Records from a dataset
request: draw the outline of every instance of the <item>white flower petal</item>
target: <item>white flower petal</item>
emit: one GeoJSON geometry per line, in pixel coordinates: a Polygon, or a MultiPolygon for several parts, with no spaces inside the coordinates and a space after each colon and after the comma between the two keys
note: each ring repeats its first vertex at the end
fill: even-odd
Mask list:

▸ REQUIREMENT: Tell me how many lines of the records include the word "item", and say nothing else.

▸ OUTPUT BELOW: 2